**WHAT THE TASK ASKS:** Copy out each record that follows exactly, and omit any picture you find.

**MATERIAL SHOWN:**
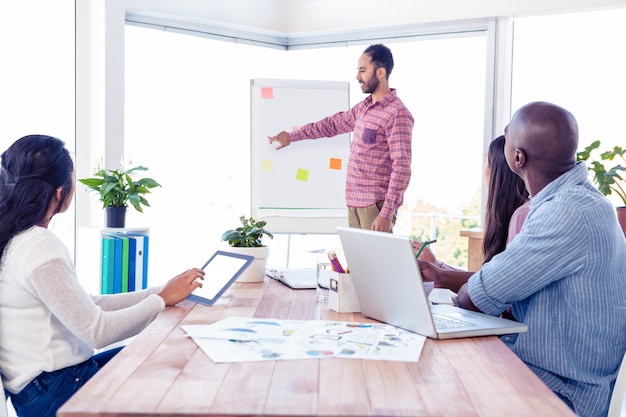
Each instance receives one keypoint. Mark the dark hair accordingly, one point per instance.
(381, 57)
(31, 171)
(506, 193)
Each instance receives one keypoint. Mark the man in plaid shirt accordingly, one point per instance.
(379, 167)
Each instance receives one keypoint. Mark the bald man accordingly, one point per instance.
(565, 273)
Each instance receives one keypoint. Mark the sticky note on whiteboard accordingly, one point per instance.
(335, 163)
(267, 166)
(302, 174)
(267, 92)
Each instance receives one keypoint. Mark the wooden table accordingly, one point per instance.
(163, 373)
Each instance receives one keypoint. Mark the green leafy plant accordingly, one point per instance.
(248, 235)
(609, 180)
(117, 188)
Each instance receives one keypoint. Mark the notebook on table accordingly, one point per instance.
(389, 287)
(294, 278)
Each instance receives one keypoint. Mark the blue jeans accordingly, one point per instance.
(45, 394)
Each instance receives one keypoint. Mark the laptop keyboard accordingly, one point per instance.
(442, 322)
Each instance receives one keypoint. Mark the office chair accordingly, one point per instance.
(617, 407)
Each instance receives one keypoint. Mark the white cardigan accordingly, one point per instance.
(47, 320)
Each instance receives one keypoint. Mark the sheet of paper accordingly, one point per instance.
(243, 339)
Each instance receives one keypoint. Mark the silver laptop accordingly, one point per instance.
(295, 278)
(389, 286)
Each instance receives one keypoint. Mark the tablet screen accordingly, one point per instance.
(221, 270)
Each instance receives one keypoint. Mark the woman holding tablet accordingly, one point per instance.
(49, 325)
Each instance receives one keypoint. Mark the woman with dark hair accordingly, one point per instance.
(49, 325)
(507, 201)
(507, 207)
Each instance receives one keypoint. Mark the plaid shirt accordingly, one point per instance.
(379, 168)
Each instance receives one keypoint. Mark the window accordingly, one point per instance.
(187, 101)
(579, 67)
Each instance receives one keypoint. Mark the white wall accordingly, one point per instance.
(303, 16)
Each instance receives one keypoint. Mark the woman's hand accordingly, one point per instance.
(179, 287)
(426, 255)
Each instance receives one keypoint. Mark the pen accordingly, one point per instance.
(424, 244)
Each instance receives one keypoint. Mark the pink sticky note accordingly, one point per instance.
(267, 92)
(335, 163)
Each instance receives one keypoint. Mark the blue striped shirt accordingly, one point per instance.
(565, 276)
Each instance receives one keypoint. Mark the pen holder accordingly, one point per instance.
(342, 297)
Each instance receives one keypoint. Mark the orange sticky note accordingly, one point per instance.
(302, 174)
(267, 92)
(335, 163)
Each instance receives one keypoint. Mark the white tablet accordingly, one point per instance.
(220, 271)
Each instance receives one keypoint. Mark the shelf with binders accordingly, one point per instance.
(124, 266)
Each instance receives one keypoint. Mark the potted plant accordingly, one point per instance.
(117, 188)
(247, 239)
(609, 180)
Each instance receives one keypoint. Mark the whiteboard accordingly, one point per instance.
(300, 188)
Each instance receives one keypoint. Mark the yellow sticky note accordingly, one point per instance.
(335, 163)
(267, 92)
(267, 166)
(302, 174)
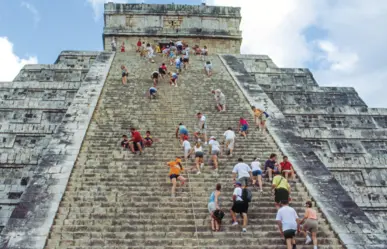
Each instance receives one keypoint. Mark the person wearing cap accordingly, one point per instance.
(214, 151)
(257, 173)
(220, 100)
(243, 172)
(281, 188)
(175, 169)
(239, 206)
(310, 224)
(288, 223)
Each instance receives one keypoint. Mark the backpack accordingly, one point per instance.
(218, 214)
(247, 196)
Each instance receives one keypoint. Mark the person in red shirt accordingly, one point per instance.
(163, 70)
(123, 47)
(139, 43)
(287, 168)
(136, 141)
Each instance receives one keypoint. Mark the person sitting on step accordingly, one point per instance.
(125, 142)
(148, 140)
(175, 170)
(214, 209)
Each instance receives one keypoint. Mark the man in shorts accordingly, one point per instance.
(202, 126)
(214, 152)
(239, 206)
(163, 70)
(152, 92)
(242, 173)
(208, 68)
(220, 100)
(229, 140)
(288, 224)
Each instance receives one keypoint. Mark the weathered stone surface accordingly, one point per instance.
(323, 130)
(216, 27)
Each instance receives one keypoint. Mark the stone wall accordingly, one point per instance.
(217, 27)
(337, 144)
(214, 45)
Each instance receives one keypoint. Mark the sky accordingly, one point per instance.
(343, 42)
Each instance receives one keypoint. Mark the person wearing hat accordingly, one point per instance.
(175, 169)
(214, 151)
(281, 188)
(239, 206)
(288, 223)
(310, 224)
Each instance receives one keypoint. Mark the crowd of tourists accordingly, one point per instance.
(246, 178)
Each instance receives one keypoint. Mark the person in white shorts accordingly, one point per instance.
(257, 173)
(230, 139)
(214, 151)
(208, 68)
(241, 173)
(187, 149)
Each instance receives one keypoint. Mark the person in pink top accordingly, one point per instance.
(310, 224)
(243, 126)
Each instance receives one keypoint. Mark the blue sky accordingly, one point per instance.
(342, 41)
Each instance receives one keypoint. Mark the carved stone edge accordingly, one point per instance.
(30, 223)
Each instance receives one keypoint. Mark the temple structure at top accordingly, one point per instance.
(213, 26)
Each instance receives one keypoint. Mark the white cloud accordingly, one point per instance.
(35, 13)
(10, 64)
(351, 53)
(97, 6)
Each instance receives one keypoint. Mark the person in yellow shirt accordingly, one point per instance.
(281, 189)
(175, 169)
(259, 118)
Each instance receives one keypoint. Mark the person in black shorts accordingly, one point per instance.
(155, 76)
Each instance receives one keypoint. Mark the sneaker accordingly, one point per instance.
(308, 240)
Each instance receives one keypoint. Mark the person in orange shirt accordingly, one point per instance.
(310, 224)
(175, 169)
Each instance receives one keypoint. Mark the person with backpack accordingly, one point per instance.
(214, 208)
(242, 172)
(281, 189)
(240, 205)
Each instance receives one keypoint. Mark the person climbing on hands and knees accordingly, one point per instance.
(175, 170)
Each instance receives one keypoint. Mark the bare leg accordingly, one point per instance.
(173, 190)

**EXPECTED OUTPUT:**
Each instance receives one keypoint. Mark the dark hair accordingly, one point per instance.
(381, 57)
(31, 171)
(506, 193)
Each instance receives one keypoint. Mark the man in plaid shirt accordingly, one point per instance.
(379, 167)
Each instance receives one keypoint. Mark the bald man accordingly, one point per instance.
(565, 273)
Each instance receives one keypoint. Mark the sticky note on whiteboard accordingly, one point per instance.
(335, 163)
(267, 166)
(302, 174)
(267, 92)
Each instance receives one keypoint. Mark the wooden table accordingly, one point per instance.
(163, 373)
Each instance receives one keypoint. Mark the green leafy plant accordingly, one point per instance.
(248, 235)
(609, 180)
(117, 188)
Each instance receives one keypoint. Mark the notebook on table accordingly, one point per instance.
(389, 287)
(294, 278)
Each instance receives one keypoint. Mark the blue jeans accordingly, one point per instance.
(45, 394)
Each instance receives one keypoint. Mark the laptop keyboard accordingly, one point per instance.
(442, 322)
Each instance receives one keypoint. Mark the office chair accordingly, one point per instance.
(617, 407)
Each instance receives one keypoint. Mark the white cardigan accordingly, one point per instance.
(47, 320)
Each instance receives one keypoint. Mark the sheet of paper accordingly, one point per instance.
(243, 339)
Each instance receives one keypoint. Mark the silver laptop accordingly, one point per instance.
(295, 278)
(389, 286)
Each instance receives one keypoint. Mark the tablet screen accordingly, one point per instance.
(221, 270)
Each instance receives one keypoint. Mark the woman holding tablet accordingly, one point per instance.
(49, 325)
Each instance receives one keypoint. Mark the woman with dark hair accordingly, one point per instance.
(49, 325)
(507, 201)
(507, 207)
Each instance receives one keypoint. Mark the plaid shirt accordingly, one point per instance.
(379, 168)
Each instance receives one keypoint. Mark the window accordingly, one point per instance.
(187, 101)
(579, 67)
Each instance receives one keypoint. Mark the white wall accordingly, one point per instance.
(303, 16)
Each instance receives one keypoint. Mark the woman's hand accordingly, one point per instance.
(179, 287)
(426, 255)
Each instance receives one keypoint. Mark the pen accordingly, one point per instance.
(424, 244)
Each instance receives one keypoint. Mark the pink sticky note accordingly, one point per instance.
(267, 92)
(335, 163)
Each instance receives one keypoint. Mark the blue striped shirt accordingly, one point per instance.
(565, 276)
Each instance receives one keypoint. Mark the pen holder accordingly, one point per instance.
(342, 297)
Each instance receives one keypoint. Mark the orange sticky note accordingly, one point per instance.
(302, 174)
(267, 92)
(335, 163)
Each instance receives one keypoint. Mark the white tablet accordingly, one point per instance.
(220, 271)
Each instance receives one keypoint. Mark the shelf with binders accordingly, one point per instance.
(124, 266)
Each instance receives one keypoint. Mark the potted plant accordingly, one point per instance.
(117, 188)
(247, 239)
(609, 180)
Each instance receives one keypoint. Mark the whiteboard accordingly, one point per instance.
(300, 188)
Each instance receives one keypoint. Mark the yellow sticky note accordingly, one point per instance.
(335, 163)
(267, 92)
(267, 166)
(302, 174)
Each instance receives one keypoint. Mark the person wearing cap accordingly, one point per instance.
(214, 151)
(257, 173)
(220, 100)
(243, 172)
(281, 188)
(175, 169)
(239, 206)
(310, 224)
(288, 223)
Each instance receives one keypoint. Mark the backpack accordingly, one point per instance.
(218, 214)
(247, 196)
Each instance receives one keypoint. Mark the person in red shirt accordingly, one point per instance.
(163, 70)
(123, 47)
(139, 43)
(287, 168)
(136, 141)
Each instance receives one keypoint. Mark the person sitting on step accordingly, one point per instance.
(125, 142)
(148, 140)
(175, 170)
(214, 209)
Each instance receives one keypoint. Mark the man in shorts accordingly, one point per instance.
(202, 126)
(214, 152)
(239, 206)
(163, 70)
(152, 92)
(242, 173)
(208, 68)
(220, 100)
(229, 140)
(288, 224)
Each instance receives one keypoint. Mark the weathered stone surface accordingly, one point per instance.
(323, 130)
(216, 27)
Each instance receives one keypoint. Mark the stone wall accordingly, one point per instance.
(217, 27)
(337, 144)
(214, 45)
Each instance receives one keypoint. Mark the sky accordingly, one point per instance.
(343, 42)
Each instance receives one keypoint. Mark the person wearing hat accordingly, one point per instance.
(175, 169)
(214, 151)
(281, 188)
(239, 206)
(288, 223)
(310, 224)
Each instance receives one keypoint. Mark the crowd of tourists accordingly, one point per instance.
(246, 178)
Each instance receives one keypoint. Mark the person in white shorts accordingly, one point per instance.
(257, 173)
(230, 139)
(214, 151)
(208, 68)
(241, 173)
(187, 149)
Each instance receives one keypoint. Mark the person in pink top accordingly, one point per instance.
(310, 224)
(243, 126)
Each instance receives one keypoint. Mark the blue sky accordingly, one point per instance.
(342, 41)
Each instance receives one keypoint. Mark the carved stone edge accordingly, one point per instance.
(30, 223)
Each instance receives one keypoint. Mark the temple structure at top accordingly, one point per instance.
(213, 26)
Each instance receives one keypoint. Mark the white cloud accordingly, one point per instance.
(35, 13)
(10, 64)
(351, 53)
(97, 6)
Each instance receives one keypoint. Mark the person in yellow shirt accordingly, one point per instance.
(281, 189)
(175, 169)
(259, 118)
Each instance receives one keypoint. Mark the person in black shorts accordingly, one point per instance.
(155, 76)
Each instance receives one keypoint. Mark the sneaker accordingly, one point per instance.
(308, 240)
Each instance receives one keypoint. Mark the person in orange shirt accordingly, one point per instance.
(310, 224)
(175, 169)
Each instance receives one keypoint. Mark the person with backpack accordingly, one point per instance.
(214, 208)
(242, 172)
(281, 189)
(240, 205)
Each instance receives one keypoint. Mark the person climbing on hands and knees accordingly, one point per instance.
(175, 170)
Each instance receives one keypoint. Mark the bare leg accordingly, one point per instance.
(173, 190)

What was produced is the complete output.